● REQUIRED TASK
Decide whether each statement below agrees with the text on the Monaghan county football team, answering yes or no and quoting the deciding words of the text. 1. Monaghan's home ground is in Clones. 2. The team has won a senior All-Ireland competition. 3. The team competes in four major annual inter-county competitions.

Recent competitive record
- Current All-Ireland status:: QF in 2026
- Last championship title:: None
- Current NFL Division:: 1 (8th in 2026; relegated to Division 2)
- Last league title:: 1984–85
| First colours | Second colours |

= Monaghan county football team =

Gaelic football team

The Monaghan county football team (/ˈmɒnəhən/ MON-ə-hən) represents Monaghan in men's Gaelic football and is governed by Monaghan GAA, the county board of the Gaelic Athletic Association. The team competes in the three major annual inter-county competitions; the All-Ireland Senior Football Championship, the Ulster Senior Football Championship and the National Football League.

Monaghan's home ground is St Tiernach's Park, Clones.

The team last won the Ulster Senior Championship in 2015 and the National League in 1985. The team has not yet won a senior All-Ireland competition.

==History==

===Early years===
Football was recorded in Inniskeen in 1706 in a poem. Monaghan were prominent in Ulster championship competitions during the period 1914-30, and one of the first Ulster counties to contest an All-Ireland final.

● SOURCE MATERIAL

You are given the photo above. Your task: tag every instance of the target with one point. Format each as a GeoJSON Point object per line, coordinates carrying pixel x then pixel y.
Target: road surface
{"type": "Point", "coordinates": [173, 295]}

● THE REPLY
1. Yes: "Monaghan's home ground is St Tiernach's Park, Clones."
2. No: "The team has not yet won a senior All-Ireland competition."
3. No: "The team competes in the three major annual inter-county competitions"